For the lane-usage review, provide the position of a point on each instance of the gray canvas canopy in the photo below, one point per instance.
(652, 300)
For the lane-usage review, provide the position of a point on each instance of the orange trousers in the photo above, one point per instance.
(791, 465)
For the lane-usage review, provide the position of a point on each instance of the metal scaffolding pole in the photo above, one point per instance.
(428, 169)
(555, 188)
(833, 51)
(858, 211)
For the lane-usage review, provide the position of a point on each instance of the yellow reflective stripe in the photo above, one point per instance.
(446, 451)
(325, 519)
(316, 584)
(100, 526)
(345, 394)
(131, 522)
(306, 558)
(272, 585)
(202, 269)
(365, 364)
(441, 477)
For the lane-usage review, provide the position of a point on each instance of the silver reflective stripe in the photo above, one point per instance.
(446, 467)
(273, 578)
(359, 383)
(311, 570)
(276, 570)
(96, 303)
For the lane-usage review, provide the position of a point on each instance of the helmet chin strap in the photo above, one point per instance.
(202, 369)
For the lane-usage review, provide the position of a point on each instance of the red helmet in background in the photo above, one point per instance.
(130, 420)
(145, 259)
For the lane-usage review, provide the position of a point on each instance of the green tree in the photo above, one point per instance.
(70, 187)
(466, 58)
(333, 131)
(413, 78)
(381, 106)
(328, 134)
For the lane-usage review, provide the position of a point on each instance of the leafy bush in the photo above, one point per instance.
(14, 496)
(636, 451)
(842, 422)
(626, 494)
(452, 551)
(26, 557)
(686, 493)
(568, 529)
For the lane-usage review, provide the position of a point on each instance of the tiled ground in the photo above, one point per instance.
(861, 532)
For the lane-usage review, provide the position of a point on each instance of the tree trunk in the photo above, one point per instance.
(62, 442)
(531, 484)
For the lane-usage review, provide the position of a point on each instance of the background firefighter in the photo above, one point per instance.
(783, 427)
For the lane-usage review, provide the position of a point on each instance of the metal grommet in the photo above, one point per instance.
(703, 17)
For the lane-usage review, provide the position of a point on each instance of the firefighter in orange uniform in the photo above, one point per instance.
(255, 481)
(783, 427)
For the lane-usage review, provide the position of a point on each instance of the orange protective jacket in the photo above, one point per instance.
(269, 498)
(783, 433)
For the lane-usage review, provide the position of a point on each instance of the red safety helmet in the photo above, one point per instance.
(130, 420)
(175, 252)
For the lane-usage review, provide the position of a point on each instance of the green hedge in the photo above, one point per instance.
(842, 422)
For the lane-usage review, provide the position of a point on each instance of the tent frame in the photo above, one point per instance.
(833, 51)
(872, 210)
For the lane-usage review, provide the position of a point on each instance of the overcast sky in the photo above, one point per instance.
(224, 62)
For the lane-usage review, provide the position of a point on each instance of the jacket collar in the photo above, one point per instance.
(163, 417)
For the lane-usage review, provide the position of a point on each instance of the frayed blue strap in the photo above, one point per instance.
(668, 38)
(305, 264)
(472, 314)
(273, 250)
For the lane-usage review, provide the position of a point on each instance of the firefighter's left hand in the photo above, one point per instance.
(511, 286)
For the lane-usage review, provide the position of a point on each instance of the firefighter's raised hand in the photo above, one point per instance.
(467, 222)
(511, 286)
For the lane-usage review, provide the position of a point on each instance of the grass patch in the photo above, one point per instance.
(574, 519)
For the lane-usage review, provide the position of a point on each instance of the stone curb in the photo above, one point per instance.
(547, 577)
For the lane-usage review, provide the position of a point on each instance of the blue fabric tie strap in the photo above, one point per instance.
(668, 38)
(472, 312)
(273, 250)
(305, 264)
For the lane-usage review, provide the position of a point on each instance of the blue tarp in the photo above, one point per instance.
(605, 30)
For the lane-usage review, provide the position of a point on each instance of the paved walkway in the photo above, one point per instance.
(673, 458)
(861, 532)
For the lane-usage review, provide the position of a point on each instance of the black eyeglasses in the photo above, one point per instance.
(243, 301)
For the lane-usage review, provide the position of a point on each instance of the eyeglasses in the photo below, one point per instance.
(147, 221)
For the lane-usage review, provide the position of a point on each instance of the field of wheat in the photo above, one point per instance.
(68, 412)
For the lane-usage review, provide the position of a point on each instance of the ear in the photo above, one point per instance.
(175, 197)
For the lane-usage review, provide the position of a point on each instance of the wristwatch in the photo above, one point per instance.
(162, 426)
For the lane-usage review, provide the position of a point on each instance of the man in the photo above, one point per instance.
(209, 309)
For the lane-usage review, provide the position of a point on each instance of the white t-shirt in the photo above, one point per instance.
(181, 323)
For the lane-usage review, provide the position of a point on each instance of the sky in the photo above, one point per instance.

^^^^

**Task details:**
In the records above, locate the line that contains "of the eyeglasses". Repeat it and every line after it, exactly, and nothing else.

**Result of this exercise:**
For the lane-usage review, provide the position of a point on each instance of the eyeglasses in the photo below, one point per instance.
(147, 221)
For the lane-usage review, provide the position of a point on each instance of the field of wheat in the photo above, one point per instance.
(68, 412)
For the lane-usage review, provide the position of a point on each instance of the ear in the photo above, one point per instance.
(175, 197)
For the lane-usage review, provide the position of a point on each instance of the wristwatch in the photo above, one point per instance.
(162, 426)
For the lane-usage review, provide the position of a point on each instance of the man in the photo above, one point per instance.
(209, 309)
For the lane-usage review, provide the position of a point on each instance of the white t-shirt in the photo above, one point per instance.
(181, 323)
For the lane-usage review, provide the position of a point on each instance of the sky in the photo above, one point per instance.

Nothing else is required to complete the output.